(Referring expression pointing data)
_ _ _ _ _ _ _
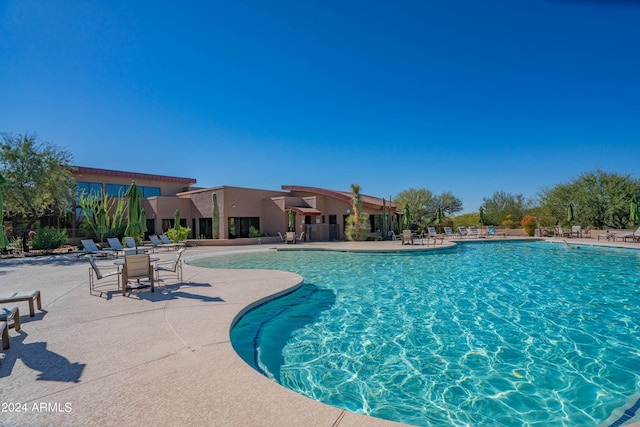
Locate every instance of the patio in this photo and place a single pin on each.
(160, 358)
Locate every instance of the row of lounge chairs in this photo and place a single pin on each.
(290, 237)
(634, 236)
(115, 247)
(10, 316)
(407, 236)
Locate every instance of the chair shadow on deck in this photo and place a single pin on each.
(176, 291)
(52, 366)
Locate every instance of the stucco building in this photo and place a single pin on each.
(320, 213)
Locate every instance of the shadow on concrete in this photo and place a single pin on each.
(173, 292)
(52, 366)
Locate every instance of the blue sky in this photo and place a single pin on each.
(463, 96)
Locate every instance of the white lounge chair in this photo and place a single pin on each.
(136, 267)
(435, 235)
(91, 248)
(635, 236)
(491, 231)
(407, 237)
(473, 232)
(94, 269)
(155, 241)
(290, 237)
(448, 232)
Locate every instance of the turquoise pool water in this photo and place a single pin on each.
(486, 334)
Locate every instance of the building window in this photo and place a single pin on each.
(116, 190)
(150, 191)
(239, 226)
(205, 228)
(87, 188)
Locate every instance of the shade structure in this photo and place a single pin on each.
(176, 220)
(101, 219)
(406, 219)
(292, 219)
(4, 242)
(134, 223)
(633, 209)
(143, 221)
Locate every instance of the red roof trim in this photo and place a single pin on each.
(303, 211)
(370, 201)
(108, 172)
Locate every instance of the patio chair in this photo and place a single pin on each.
(99, 274)
(473, 232)
(30, 296)
(173, 266)
(5, 336)
(115, 245)
(136, 267)
(290, 237)
(576, 231)
(91, 248)
(491, 231)
(635, 236)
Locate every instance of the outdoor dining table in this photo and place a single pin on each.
(120, 262)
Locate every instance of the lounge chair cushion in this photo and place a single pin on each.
(11, 314)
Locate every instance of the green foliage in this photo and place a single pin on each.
(509, 222)
(529, 224)
(466, 220)
(423, 205)
(104, 215)
(48, 238)
(178, 234)
(357, 231)
(501, 204)
(356, 228)
(38, 174)
(600, 199)
(254, 233)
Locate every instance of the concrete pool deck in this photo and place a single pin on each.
(162, 358)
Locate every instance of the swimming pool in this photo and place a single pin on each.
(506, 334)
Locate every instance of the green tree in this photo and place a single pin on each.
(356, 228)
(39, 179)
(104, 215)
(501, 204)
(599, 199)
(423, 204)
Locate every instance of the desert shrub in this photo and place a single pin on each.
(509, 222)
(529, 224)
(48, 238)
(178, 234)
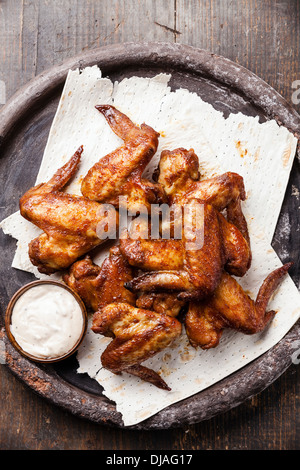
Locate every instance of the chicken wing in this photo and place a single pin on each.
(193, 273)
(120, 172)
(198, 257)
(99, 286)
(69, 222)
(161, 302)
(137, 335)
(231, 307)
(178, 173)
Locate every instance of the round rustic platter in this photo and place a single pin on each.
(24, 126)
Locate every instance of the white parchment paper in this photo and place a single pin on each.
(262, 153)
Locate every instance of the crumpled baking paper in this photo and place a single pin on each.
(262, 153)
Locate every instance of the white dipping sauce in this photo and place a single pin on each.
_ _ _ _ _ _ _
**WORK REQUIRED**
The line containing "Locate every instance of the crumpled" begins the span, and the last line of the records above ends it. Return that span exactly, and nothing outside it.

**ANSWER BOX**
Locate every instance of the crumpled baking paper in this photo and place a single pin on each.
(262, 153)
Locate every instance of the white dipping sauce in this photo and place a single pin on each.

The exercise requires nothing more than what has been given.